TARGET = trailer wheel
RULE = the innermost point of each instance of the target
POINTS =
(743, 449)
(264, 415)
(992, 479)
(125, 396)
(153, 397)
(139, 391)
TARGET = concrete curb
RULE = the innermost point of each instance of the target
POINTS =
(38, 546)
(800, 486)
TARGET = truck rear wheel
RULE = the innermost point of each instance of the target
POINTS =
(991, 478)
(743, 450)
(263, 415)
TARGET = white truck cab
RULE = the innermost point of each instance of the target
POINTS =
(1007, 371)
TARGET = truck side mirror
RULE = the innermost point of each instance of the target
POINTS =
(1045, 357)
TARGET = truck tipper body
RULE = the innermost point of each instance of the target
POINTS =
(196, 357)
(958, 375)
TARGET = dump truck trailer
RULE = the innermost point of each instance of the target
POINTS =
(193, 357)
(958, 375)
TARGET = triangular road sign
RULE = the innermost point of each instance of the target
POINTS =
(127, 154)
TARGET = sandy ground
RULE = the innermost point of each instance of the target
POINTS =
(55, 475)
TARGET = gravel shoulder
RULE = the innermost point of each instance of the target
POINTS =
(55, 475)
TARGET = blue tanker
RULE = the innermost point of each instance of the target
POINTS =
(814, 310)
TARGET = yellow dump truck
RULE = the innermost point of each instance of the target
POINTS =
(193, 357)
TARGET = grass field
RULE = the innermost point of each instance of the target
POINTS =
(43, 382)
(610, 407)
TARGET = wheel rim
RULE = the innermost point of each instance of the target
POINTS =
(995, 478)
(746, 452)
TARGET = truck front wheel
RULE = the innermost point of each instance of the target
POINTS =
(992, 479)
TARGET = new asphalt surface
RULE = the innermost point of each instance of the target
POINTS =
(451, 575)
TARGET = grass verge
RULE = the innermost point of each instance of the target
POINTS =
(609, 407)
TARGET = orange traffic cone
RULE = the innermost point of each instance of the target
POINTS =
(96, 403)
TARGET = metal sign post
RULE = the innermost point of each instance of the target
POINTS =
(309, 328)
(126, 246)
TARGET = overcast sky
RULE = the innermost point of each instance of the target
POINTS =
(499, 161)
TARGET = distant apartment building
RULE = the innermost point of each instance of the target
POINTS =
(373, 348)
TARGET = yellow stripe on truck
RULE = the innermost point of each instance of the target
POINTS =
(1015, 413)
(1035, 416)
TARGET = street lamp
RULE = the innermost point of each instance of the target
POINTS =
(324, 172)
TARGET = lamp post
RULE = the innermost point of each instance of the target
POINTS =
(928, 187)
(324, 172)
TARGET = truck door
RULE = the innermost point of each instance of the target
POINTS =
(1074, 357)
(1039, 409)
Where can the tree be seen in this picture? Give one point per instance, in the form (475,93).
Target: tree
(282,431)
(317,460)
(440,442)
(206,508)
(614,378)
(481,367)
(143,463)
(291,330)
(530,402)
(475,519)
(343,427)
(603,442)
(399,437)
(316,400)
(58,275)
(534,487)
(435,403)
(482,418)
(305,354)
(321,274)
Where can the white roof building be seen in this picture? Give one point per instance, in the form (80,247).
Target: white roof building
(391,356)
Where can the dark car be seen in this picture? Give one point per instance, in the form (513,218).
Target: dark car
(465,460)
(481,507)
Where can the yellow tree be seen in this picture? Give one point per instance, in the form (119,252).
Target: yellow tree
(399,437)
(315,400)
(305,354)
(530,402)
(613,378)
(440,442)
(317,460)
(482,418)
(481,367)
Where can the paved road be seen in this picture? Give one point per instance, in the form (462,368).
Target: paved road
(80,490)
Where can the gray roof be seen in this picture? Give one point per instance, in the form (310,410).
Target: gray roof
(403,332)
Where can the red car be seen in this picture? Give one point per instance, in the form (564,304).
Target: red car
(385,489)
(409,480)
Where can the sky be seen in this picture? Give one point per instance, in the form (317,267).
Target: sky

= STATED EXERCISE =
Can you give every line of the records above as a numbered list, leaving out the blank lines?

= FINAL RESULT =
1. TARGET = trailer wheel
2. RULE = the innermost point of each instance of the target
3. POINTS =
4. (743, 449)
5. (264, 415)
6. (992, 479)
7. (125, 396)
8. (153, 397)
9. (139, 391)
10. TARGET = concrete curb
11. RULE = the innermost point of each instance of the target
12. POINTS =
13. (38, 546)
14. (800, 486)
15. TARGET = truck rear wheel
16. RULE = the innermost point of each instance of the target
17. POINTS =
18. (991, 478)
19. (743, 450)
20. (263, 415)
21. TARGET = white truck cab
22. RULE = the innermost point of each instance of the target
23. POINTS =
24. (1007, 371)
25. TARGET = truck side mirror
26. RULE = the innermost point of each instance of the target
27. POINTS =
28. (1045, 357)
29. TARGET = truck tipper body
30. RULE = the innermost point of each instance of the target
31. POINTS =
32. (196, 357)
33. (958, 375)
34. TARGET = dump truck trailer
35. RULE = the innermost point of each instance of the target
36. POINTS =
37. (193, 357)
38. (958, 375)
39. TARGET = triangular road sign
40. RULE = the innermost point of each instance of the target
41. POINTS =
42. (127, 154)
43. TARGET = sandy ground
44. RULE = the innermost point of each instance of the target
45. POINTS =
46. (55, 475)
47. TARGET = gravel shoulder
48. RULE = the innermost point of each instance of the target
49. POINTS =
50. (55, 475)
51. TARGET = blue tanker
52. RULE = the innermost point of each instance of the target
53. POINTS =
54. (814, 310)
55. TARGET = yellow dump truck
56. RULE = the innermost point of each instance of the target
57. POINTS =
58. (193, 357)
59. TARGET = grass field
60. RULE = the innermost point of each instance of the target
61. POINTS =
62. (43, 382)
63. (610, 407)
64. TARGET = wheel rim
65. RULE = the innermost point of each instance of the target
66. POINTS =
67. (995, 478)
68. (746, 452)
69. TARGET = truck front wheel
70. RULE = the innermost point of each instance of the target
71. POINTS =
72. (992, 479)
73. TARGET = new asphalt surface
74. RULE = the innermost point of each instance of the target
75. POINTS =
76. (451, 575)
77. TARGET = grass verge
78. RULE = the innermost point of each instance of the target
79. POINTS =
80. (609, 407)
81. TARGET = orange traffic cone
82. RULE = the innermost point of each instance of the target
83. POINTS =
84. (96, 403)
85. TARGET = metal sign post
86. RULE = the innermost point of each instance of the target
87. POINTS =
88. (309, 328)
89. (126, 246)
90. TARGET = overcast sky
91. RULE = the innermost point of each instance of the target
92. POINTS =
93. (499, 161)
94. TARGET = distant apartment building
95. RULE = the innermost point of each instance of the target
96. POINTS =
97. (373, 348)
98. TARGET = yellow stripe on truck
99. RULE = the innermost point of each instance of the target
100. POINTS =
101. (1015, 413)
102. (1035, 416)
103. TARGET = street lamp
104. RULE = the innermost point of each instance of the target
105. POINTS =
106. (324, 172)
107. TARGET = lamp post
108. RULE = the innermost point of each instance of the target
109. POINTS =
110. (928, 187)
111. (324, 172)
112. TARGET = truck door
113. RULE = the innermost point of each instance of the target
114. POINTS =
115. (1074, 357)
116. (1039, 409)
117. Where can the tree be seen in this picture? Give one point per instance, in the form (475,93).
118. Target: tree
119. (282,431)
120. (317,460)
121. (440,442)
122. (206,508)
123. (614,378)
124. (481,367)
125. (143,463)
126. (291,330)
127. (530,402)
128. (475,519)
129. (343,427)
130. (603,442)
131. (399,437)
132. (316,400)
133. (58,275)
134. (534,487)
135. (435,403)
136. (482,418)
137. (305,354)
138. (321,274)
139. Where can the white roof building be seen in this picture? Give one point per instance, in the form (80,247).
140. Target: white roof building
141. (391,356)
142. Where can the dark car be seen in this picture? Give one point per instance, in the form (513,218).
143. Target: dark car
144. (465,460)
145. (481,507)
146. Where can the yellow tree be seen in this picture? Give one point per instance, in the form (119,252).
147. Target: yellow tree
148. (399,437)
149. (315,400)
150. (305,354)
151. (530,402)
152. (613,378)
153. (440,442)
154. (317,460)
155. (482,418)
156. (481,367)
157. Where can the paved road be seen in this picture? Give one point per instance, in the form (462,368).
158. Target: paved road
159. (80,490)
160. Where can the gray roof be seen in this picture? Give one point per instance, in the form (310,410).
161. Target: gray roof
162. (403,332)
163. Where can the red car be seen in this picture? Give one point per instance, in the form (564,304).
164. Target: red car
165. (385,489)
166. (409,480)
167. Where can the sky be seen in this picture? Give one point per instance, in the form (317,267).
168. Target: sky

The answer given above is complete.